**WORK INSTRUCTIONS**
Could you turn the items below into a two-column CSV with the headers "prompt" and "points"? Give one row per item: its text in the first column and its answer in the second, each inside a single quoted field, with line breaks replaced by spaces.
## BEGIN PROVIDED MATERIAL
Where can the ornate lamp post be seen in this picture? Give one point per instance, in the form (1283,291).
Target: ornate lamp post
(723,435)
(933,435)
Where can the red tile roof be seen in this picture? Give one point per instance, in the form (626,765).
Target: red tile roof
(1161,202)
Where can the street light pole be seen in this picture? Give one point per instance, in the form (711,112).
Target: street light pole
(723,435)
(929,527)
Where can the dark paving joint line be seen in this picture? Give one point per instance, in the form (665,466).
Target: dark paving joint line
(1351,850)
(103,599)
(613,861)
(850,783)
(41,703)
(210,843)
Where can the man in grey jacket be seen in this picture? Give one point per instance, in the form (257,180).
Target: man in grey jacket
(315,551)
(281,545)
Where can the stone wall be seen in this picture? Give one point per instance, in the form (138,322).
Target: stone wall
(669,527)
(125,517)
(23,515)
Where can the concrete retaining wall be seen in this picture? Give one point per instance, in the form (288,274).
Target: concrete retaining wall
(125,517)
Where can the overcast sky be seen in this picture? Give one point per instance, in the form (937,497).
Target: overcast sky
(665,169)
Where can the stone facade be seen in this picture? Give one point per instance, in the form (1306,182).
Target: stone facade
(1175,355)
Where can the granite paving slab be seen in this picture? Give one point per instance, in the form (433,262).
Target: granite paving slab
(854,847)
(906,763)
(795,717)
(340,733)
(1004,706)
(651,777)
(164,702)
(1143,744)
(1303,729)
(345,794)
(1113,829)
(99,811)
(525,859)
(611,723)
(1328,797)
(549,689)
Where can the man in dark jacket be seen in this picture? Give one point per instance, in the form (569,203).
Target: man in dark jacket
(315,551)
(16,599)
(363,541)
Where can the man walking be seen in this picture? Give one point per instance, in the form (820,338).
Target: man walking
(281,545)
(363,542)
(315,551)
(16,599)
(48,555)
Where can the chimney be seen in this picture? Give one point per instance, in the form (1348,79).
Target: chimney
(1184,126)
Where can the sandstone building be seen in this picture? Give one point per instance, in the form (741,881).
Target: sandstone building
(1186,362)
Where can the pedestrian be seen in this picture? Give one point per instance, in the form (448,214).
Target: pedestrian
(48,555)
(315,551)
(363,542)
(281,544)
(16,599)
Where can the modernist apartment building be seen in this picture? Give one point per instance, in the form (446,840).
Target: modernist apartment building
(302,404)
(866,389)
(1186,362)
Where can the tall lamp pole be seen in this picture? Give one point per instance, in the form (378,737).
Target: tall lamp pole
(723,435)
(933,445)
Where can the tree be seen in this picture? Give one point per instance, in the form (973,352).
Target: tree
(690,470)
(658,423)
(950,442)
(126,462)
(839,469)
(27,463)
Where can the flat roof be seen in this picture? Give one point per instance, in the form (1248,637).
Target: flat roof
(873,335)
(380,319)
## END PROVIDED MATERIAL
**RESPONSE BELOW**
prompt,points
"Where can the ornate lamp post be seen in this picture? Give one point per instance, in the form (1283,291). Target: ornate lamp post","(723,435) (933,435)"
"Where can the red tile roof be seen in this picture? Give one point per instance, in the form (626,765). Target: red tile roof","(1161,202)"
"Where can the street light pole be seen in this picture? Give one point per instance, in the form (711,112). Target: street light pole","(723,435) (929,527)"
"Where can the dark paving joint line be seen in this picture? Give one point per instance, in the form (665,466). Target: dark paving joint line","(1351,850) (103,599) (613,861) (850,783) (41,703) (210,843)"
"Where can the man in grey jacket be seen in this picture? Give one point per instance, in the form (257,180). Target: man in grey jacket","(315,551) (281,545)"
"Where can the stone wall be seen in this picture? Give one point per instance, in the form (138,322). Target: stone wall","(669,527) (125,517) (23,515)"
"Where can the concrete retaining wall be seen in this picture? Give one point per instance, in the form (288,274). Target: concrete retaining wall","(125,517)"
"Where can the overcast sky be seen in this picture? Give one point per instance, in the form (937,497). Target: overcast sky","(665,169)"
"Where can the stone facade be seen in this picture? Give one point per instance, in the form (1306,182). Target: stone facade","(1175,355)"
"Where can the granite paving slab be seen in this picture? Give one point per instance, in the form (433,262). Target: granite paving slab","(854,847) (906,763) (795,717) (340,733) (1004,706) (651,777) (164,702) (1143,744) (1303,729) (345,794) (1113,829) (99,811) (525,859) (611,723) (1328,797) (549,689)"
"Where can the man in dark jacket be seen in this picture? Give one point per instance, in the form (569,203). Target: man in dark jacket","(315,551) (16,599) (363,541)"
"Where can the man walking be seen in this picture? Give one point per instance, in the form (820,338). Target: man walking","(281,545) (363,542) (315,551) (16,599) (48,555)"
"Where can the chimney be seen in this picture? Give one point per instance, in the form (1348,79). Target: chimney","(1184,126)"
"Where can the sandstone building be seen in this picture? Give one point per instance, in the form (741,881). Target: sandstone building","(1186,362)"
"Where can the pedestrian be seen in this picture? Give one point per instance, in the form (448,214). Target: pedestrian","(48,555) (315,551) (363,542) (281,544) (16,599)"
"Where can the modernist apartment building be seen in this picture? Give one point per instance, in the form (446,840). Target: modernist apartment building","(302,404) (866,389) (1186,362)"
"Where can the tall lamp pole be seen in this picture? Give one point per instance, in the form (378,737). Target: tall lamp pole","(723,435) (933,445)"
"Where can the tree be seen in this picture? Give one point per instance, in the form (973,352). Target: tree","(690,470) (658,423) (950,442) (126,462) (839,469) (27,463)"
"Where can the flat roof be seen in this picture? Give one point per instance, in the form (1248,637). Target: flat roof","(873,335) (380,319)"